#### What this exercise asks
(a) Which organizations are named in the passage about the University of Phoenix?
(b) Copy the stretch of the University of Phoenix passage from "The University of" through "Apollo Education Group.".

#### Supplied passage
* Begin *
The University of Phoenix, losing profitability because of falling enrollments and high dropout rates, announced on Monday that it would eliminate most of its associate-degree programs, close even more of its physical campuses, and, for the first time, establish academic admissions requirements.
Those moves are likely to leave the university, which in 2010 had an enrollment of 460,000, with about 150,000 students by 2016. Phoenix is not all that far from that point now. For the period ending May 31, its enrollment was 206,900, compared with 241,900 a year earlier. The planned changes and enrollment figures were announced on Monday by the university’s parent company, the Apollo Education Group.
Apollo also disclosed that in June it bought a controlling interest in the Iron Yard, a so-called coding boot camp that offers nondegree training. Last year Kaplan Inc., a large for-profit education company that’s owned by Graham Holdings, bought a similar company, called Dev Bootcamp. Such boot camps are ineligible to receive federal student aid, but as they gain in popularity, many observers speculate that they soon might be in some way.
* End *
[Labeled shape records]
* Begin *
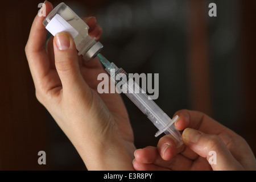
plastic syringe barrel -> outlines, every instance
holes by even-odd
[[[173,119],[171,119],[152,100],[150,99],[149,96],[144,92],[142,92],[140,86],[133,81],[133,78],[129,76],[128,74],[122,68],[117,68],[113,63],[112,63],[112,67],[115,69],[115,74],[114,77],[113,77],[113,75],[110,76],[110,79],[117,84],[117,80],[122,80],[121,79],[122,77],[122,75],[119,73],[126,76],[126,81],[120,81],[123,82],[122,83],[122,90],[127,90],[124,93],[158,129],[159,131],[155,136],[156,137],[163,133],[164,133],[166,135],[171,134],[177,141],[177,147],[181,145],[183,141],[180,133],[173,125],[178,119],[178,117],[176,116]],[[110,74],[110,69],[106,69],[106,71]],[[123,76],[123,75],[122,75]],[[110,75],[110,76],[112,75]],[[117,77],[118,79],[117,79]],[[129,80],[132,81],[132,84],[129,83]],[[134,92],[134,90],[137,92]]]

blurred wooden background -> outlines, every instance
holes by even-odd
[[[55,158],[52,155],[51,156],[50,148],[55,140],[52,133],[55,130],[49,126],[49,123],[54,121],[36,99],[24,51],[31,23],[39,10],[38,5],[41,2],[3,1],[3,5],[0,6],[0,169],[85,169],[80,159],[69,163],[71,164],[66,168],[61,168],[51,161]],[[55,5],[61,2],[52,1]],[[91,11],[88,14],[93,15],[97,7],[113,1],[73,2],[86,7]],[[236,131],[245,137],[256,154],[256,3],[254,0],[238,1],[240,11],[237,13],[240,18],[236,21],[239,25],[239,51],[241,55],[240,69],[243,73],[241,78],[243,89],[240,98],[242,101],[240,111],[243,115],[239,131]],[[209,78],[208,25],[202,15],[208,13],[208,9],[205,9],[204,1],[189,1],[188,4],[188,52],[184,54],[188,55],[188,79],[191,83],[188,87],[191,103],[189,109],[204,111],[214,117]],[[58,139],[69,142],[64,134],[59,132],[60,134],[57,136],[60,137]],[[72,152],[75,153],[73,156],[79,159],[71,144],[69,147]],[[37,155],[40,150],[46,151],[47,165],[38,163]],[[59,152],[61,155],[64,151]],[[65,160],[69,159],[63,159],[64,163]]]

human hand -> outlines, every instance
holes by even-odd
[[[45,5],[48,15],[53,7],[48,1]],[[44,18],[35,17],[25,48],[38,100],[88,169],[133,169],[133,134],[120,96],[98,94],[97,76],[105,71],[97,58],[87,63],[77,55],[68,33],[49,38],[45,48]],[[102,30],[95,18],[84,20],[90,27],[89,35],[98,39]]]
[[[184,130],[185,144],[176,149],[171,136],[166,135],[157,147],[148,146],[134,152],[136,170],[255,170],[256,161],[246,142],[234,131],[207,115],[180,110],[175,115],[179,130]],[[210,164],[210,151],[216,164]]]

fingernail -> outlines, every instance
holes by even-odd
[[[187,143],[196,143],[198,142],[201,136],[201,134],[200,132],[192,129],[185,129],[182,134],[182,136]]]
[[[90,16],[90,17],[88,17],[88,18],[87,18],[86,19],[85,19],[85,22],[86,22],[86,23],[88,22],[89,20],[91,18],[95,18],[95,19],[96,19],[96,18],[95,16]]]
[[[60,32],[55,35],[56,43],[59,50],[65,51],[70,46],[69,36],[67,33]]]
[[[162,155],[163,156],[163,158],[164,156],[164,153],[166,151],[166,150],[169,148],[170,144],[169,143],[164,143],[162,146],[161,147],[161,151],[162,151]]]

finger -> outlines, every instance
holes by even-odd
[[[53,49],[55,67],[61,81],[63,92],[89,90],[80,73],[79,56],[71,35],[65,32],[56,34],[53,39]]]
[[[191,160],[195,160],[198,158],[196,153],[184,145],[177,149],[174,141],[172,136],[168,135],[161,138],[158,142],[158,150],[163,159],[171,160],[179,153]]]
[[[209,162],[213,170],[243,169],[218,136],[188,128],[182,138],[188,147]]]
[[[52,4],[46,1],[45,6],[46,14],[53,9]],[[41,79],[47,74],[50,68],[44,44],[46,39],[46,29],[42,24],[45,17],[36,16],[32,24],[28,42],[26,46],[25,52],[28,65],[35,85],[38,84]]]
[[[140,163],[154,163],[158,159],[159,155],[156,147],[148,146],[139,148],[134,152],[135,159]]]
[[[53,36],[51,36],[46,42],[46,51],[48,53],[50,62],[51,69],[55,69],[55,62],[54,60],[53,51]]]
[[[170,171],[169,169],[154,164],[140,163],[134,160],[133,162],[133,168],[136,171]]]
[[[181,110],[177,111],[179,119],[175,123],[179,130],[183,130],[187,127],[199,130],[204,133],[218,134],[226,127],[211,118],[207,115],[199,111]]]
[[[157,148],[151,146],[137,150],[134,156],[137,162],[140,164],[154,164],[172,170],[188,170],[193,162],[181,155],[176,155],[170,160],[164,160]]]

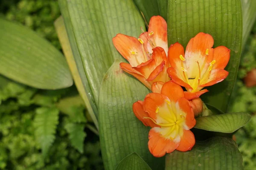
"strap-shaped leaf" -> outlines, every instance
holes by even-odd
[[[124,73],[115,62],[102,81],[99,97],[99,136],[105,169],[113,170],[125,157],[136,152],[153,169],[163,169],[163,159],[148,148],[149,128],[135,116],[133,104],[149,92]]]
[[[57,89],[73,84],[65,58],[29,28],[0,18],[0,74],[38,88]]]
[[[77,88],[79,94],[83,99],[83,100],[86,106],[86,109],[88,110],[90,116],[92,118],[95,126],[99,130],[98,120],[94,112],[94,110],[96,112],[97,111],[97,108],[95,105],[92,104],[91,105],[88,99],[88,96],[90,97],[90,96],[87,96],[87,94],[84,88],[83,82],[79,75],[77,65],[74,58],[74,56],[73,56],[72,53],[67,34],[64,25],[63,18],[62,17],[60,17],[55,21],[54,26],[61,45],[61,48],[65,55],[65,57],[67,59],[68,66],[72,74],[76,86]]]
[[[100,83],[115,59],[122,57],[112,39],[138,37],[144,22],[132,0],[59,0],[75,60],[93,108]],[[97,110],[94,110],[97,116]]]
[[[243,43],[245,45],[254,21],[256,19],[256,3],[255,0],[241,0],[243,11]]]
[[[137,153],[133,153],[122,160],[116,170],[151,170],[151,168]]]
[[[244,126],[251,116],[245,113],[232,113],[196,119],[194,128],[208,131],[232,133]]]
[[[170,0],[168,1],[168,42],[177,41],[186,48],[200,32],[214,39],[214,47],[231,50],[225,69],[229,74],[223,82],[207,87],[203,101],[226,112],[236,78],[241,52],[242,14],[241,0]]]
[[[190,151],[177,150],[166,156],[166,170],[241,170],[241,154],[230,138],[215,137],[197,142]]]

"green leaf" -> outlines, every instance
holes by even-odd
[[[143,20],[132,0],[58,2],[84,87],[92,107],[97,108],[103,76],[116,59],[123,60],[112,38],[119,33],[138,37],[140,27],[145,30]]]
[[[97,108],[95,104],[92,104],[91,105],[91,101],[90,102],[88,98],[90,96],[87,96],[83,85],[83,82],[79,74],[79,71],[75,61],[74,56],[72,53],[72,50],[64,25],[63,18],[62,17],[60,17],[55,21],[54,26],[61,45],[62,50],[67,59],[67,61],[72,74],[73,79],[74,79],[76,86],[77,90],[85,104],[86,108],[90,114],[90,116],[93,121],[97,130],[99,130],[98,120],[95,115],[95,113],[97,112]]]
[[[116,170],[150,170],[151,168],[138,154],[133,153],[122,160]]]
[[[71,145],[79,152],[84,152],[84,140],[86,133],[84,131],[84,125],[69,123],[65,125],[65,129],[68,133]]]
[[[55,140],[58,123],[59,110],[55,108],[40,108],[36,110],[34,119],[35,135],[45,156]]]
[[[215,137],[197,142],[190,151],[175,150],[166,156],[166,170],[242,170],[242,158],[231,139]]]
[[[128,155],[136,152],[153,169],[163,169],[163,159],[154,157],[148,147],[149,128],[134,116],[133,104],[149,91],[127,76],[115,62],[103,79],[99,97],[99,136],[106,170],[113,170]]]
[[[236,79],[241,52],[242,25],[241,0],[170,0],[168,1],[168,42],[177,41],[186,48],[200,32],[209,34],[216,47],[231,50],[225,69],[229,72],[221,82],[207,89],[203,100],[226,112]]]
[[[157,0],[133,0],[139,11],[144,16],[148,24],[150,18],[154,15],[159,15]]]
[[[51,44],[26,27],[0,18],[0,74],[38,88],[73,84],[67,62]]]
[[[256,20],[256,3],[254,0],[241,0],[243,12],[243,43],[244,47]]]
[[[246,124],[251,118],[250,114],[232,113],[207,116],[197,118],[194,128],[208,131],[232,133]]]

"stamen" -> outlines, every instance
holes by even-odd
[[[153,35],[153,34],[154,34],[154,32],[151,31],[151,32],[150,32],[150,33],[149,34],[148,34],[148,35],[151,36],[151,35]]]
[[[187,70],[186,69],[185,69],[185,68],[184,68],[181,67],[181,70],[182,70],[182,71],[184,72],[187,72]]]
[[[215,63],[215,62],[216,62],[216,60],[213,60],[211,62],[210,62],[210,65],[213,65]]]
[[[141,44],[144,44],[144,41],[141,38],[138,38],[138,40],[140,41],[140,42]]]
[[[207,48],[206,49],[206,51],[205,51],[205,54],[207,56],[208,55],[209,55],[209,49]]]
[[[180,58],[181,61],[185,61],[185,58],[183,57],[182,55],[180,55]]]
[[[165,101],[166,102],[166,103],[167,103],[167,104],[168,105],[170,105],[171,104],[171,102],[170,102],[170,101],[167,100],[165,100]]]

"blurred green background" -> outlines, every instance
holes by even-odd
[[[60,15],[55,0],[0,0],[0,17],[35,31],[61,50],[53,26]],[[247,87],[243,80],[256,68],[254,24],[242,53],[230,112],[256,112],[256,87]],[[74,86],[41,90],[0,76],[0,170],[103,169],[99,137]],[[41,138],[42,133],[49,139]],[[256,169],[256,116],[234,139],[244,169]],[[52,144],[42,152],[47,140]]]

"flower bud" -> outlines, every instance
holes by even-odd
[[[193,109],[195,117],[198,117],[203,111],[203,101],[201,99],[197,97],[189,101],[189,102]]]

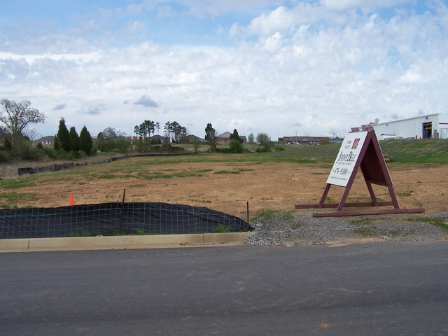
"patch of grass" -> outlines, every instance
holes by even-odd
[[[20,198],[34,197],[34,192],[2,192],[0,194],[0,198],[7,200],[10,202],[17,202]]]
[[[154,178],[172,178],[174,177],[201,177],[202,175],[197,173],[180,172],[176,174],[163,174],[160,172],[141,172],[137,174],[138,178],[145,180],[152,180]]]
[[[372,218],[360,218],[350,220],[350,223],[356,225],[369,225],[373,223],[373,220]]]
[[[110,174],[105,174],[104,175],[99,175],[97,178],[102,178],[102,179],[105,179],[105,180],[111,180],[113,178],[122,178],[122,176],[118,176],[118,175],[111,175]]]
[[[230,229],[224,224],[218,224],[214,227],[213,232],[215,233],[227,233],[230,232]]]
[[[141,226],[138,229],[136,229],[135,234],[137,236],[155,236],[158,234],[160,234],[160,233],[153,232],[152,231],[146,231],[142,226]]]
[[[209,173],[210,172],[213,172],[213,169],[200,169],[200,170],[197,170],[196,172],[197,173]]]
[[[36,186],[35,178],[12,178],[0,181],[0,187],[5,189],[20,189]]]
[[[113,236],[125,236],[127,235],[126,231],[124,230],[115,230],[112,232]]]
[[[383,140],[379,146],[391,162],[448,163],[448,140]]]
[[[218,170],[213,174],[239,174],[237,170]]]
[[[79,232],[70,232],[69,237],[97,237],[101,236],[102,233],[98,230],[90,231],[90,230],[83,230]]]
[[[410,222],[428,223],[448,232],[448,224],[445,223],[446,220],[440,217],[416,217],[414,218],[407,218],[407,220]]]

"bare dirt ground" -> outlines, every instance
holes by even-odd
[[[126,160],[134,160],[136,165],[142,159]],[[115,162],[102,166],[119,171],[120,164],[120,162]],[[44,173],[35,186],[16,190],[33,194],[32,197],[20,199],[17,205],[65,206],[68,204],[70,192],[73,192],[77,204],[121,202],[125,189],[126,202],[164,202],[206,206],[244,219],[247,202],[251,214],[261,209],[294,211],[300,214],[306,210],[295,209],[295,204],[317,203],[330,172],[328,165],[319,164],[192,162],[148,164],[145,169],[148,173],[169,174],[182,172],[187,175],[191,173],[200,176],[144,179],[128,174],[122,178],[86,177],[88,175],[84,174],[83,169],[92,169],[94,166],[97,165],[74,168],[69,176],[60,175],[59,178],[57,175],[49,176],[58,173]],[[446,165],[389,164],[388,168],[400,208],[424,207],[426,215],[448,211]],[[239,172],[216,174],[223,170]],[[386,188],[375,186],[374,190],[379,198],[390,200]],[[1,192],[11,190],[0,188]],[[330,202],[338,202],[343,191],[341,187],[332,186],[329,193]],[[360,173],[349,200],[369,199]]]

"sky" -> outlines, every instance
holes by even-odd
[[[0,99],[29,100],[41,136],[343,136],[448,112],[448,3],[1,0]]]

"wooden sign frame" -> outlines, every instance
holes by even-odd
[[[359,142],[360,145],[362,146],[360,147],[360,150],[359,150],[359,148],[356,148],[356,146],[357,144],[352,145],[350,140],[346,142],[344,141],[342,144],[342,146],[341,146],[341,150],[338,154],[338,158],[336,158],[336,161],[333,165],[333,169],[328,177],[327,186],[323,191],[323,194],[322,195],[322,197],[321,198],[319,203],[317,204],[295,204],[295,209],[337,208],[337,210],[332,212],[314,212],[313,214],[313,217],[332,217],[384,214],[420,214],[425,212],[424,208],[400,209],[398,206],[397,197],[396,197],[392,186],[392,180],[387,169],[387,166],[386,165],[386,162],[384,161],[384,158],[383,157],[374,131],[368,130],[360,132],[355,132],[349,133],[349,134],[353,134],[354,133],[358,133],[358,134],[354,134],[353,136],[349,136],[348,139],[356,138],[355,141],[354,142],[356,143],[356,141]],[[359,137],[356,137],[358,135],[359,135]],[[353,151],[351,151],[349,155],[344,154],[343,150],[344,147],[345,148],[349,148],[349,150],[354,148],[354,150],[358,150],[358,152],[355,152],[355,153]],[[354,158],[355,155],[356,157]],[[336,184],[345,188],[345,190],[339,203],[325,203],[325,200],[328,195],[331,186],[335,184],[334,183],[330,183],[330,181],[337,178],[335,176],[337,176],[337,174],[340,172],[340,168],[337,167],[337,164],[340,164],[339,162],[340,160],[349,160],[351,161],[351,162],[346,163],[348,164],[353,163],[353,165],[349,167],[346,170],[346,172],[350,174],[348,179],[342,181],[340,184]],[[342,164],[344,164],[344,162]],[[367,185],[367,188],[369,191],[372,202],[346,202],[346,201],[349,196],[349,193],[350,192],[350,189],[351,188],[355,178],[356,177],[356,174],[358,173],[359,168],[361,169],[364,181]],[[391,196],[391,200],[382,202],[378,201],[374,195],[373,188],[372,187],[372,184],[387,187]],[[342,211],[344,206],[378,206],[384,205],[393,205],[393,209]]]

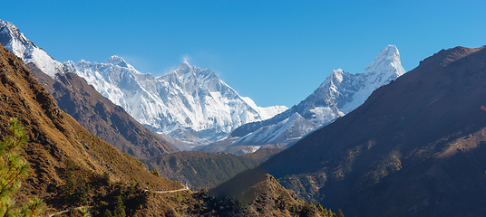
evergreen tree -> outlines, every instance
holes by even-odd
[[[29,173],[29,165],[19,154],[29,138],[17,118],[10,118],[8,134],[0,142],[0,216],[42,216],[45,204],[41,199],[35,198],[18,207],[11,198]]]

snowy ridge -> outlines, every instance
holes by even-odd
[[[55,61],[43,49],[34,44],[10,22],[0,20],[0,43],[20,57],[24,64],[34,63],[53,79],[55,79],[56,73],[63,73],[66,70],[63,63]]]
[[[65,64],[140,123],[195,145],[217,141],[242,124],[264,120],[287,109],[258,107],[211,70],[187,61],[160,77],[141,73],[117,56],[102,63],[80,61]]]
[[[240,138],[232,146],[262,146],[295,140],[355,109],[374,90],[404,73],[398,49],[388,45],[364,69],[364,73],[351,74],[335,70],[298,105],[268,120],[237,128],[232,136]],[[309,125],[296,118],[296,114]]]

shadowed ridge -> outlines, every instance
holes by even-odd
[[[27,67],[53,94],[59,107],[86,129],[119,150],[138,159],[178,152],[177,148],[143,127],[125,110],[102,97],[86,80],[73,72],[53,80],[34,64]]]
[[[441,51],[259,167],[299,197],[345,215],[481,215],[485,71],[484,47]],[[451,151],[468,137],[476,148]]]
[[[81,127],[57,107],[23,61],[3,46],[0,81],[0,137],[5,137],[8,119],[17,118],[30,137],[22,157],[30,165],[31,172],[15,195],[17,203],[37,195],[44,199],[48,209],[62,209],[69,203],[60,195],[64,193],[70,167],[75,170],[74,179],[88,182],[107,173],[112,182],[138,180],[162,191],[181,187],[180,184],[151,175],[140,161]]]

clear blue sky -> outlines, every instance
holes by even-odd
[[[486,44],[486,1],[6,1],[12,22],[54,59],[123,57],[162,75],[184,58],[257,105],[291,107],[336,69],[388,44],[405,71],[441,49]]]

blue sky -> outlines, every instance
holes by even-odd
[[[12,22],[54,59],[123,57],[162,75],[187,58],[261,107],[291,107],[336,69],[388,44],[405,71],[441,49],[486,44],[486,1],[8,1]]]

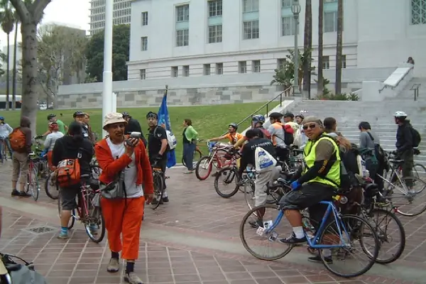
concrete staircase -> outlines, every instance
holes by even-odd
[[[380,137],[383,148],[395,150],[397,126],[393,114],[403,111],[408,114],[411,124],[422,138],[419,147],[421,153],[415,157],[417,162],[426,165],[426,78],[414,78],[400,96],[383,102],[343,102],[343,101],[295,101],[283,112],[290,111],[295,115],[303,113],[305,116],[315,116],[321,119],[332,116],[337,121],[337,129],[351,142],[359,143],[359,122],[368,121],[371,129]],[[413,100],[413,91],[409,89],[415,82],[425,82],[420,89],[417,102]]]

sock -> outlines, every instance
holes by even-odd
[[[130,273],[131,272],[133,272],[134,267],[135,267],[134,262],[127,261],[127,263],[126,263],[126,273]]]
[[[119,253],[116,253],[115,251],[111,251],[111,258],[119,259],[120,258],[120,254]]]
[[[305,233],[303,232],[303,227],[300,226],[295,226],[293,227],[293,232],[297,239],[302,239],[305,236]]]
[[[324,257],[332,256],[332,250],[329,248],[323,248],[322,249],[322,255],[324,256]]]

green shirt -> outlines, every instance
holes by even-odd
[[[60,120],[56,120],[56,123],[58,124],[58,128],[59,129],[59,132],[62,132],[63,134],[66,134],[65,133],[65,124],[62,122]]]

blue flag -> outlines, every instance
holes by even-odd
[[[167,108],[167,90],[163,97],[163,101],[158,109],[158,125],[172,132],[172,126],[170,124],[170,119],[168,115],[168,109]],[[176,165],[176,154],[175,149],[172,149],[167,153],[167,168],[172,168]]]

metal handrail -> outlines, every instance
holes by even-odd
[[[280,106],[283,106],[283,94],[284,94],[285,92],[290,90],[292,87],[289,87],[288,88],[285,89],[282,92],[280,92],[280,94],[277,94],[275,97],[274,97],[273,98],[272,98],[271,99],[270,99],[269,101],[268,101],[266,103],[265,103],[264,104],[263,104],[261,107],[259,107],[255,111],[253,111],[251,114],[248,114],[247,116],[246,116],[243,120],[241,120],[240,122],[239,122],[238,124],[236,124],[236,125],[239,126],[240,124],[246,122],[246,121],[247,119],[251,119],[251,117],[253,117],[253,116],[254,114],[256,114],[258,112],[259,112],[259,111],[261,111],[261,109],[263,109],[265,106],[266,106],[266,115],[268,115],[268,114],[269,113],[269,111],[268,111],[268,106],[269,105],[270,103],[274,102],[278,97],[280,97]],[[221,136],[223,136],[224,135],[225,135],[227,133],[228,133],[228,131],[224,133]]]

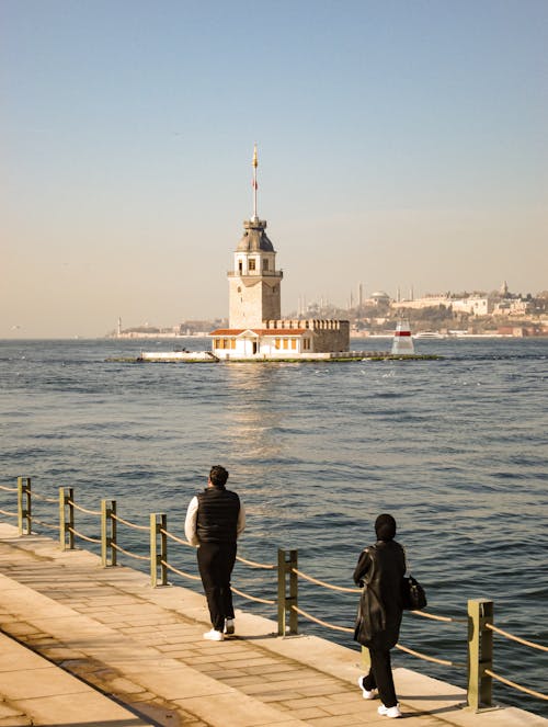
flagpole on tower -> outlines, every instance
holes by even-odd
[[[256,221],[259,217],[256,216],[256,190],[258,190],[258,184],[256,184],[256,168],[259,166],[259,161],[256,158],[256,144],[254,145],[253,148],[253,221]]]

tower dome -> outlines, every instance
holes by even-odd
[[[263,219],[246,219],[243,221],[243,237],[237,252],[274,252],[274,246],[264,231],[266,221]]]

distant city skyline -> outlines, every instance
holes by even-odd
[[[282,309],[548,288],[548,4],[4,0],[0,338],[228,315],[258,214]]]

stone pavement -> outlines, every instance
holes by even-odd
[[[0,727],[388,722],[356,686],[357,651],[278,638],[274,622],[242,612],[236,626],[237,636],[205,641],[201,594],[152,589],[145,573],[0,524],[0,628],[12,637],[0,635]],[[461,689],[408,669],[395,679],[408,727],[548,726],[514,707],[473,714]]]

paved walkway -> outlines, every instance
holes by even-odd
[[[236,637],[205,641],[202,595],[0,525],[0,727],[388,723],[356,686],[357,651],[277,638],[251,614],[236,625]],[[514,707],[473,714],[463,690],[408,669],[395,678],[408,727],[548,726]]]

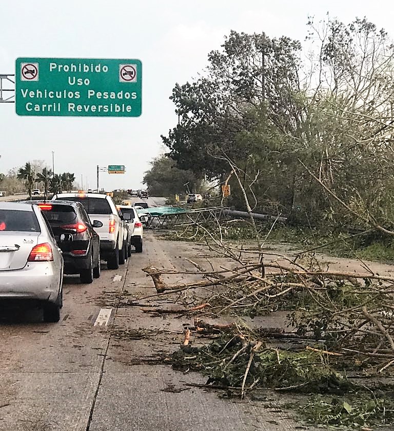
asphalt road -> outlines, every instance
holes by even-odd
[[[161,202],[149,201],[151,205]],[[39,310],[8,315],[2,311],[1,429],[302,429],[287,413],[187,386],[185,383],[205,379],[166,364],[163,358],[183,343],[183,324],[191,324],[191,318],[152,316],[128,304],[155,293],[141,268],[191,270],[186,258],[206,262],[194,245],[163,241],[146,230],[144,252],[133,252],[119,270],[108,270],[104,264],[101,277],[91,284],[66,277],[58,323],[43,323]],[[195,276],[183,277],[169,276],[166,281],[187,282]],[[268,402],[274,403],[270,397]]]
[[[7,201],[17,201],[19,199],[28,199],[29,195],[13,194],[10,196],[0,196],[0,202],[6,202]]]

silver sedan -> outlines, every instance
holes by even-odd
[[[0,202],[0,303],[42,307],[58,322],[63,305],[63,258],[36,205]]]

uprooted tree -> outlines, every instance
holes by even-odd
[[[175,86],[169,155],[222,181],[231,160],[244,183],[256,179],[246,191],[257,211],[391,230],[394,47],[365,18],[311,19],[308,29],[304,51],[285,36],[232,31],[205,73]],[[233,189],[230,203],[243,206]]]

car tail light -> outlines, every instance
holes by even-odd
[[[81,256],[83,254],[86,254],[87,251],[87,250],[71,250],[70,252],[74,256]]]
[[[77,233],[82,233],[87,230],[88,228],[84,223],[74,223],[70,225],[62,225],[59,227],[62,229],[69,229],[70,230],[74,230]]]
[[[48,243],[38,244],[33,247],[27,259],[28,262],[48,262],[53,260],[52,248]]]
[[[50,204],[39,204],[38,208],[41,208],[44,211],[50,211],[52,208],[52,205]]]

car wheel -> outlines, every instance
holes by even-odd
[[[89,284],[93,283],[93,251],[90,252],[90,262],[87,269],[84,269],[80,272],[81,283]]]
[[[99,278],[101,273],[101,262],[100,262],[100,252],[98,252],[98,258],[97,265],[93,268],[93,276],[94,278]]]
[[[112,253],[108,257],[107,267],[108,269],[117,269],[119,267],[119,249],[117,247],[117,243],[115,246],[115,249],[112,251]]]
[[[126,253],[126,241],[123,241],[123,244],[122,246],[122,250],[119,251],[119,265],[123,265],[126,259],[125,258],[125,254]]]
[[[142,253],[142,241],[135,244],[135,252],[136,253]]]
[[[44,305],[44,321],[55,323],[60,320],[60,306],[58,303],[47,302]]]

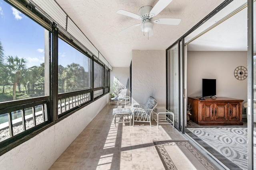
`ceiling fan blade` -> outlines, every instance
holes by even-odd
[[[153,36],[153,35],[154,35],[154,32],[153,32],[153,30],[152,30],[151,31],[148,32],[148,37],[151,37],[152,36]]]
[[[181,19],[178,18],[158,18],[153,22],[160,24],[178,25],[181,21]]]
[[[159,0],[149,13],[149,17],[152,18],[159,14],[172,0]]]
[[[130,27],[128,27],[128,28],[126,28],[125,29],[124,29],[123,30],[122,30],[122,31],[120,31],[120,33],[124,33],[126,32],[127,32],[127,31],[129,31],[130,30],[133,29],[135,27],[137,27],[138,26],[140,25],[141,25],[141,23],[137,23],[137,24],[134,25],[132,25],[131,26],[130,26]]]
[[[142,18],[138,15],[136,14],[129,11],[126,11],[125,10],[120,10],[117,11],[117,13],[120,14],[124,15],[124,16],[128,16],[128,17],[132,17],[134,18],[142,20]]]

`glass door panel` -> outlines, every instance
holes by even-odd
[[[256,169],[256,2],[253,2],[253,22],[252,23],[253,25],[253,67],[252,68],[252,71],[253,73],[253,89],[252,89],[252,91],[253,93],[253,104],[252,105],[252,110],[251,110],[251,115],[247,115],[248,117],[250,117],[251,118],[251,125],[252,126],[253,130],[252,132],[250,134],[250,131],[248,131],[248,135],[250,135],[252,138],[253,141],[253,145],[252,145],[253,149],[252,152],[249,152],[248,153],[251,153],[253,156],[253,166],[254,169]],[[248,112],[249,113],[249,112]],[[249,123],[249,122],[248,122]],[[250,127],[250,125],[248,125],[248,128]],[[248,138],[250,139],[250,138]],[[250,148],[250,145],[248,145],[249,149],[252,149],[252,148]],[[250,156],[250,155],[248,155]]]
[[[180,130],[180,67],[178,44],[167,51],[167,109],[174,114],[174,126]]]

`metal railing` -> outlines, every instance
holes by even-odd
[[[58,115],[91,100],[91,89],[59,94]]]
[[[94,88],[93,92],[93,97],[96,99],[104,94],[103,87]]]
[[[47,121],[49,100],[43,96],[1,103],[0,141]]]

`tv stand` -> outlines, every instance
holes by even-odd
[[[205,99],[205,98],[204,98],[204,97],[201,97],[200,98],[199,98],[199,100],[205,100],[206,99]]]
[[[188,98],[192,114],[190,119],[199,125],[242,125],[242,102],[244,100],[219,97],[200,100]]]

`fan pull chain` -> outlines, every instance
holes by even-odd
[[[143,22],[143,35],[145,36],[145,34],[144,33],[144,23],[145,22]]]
* End *
#### In response
(a) University of Phoenix, Apollo Education Group, the Iron Yard, Kaplan Inc., Graham Holdings, Dev Bootcamp

(b)
The University of Phoenix, losing profitability because of falling enrollments and high dropout rates, announced on Monday that it would eliminate most of its associate-degree programs, close even more of its physical campuses, and, for the first time, establish academic admissions requirements.
Those moves are likely to leave the university, which in 2010 had an enrollment of 460,000, with about 150,000 students by 2016. Phoenix is not all that far from that point now. For the period ending May 31, its enrollment was 206,900, compared with 241,900 a year earlier. The planned changes and enrollment figures were announced on Monday by the university’s parent company, the Apollo Education Group.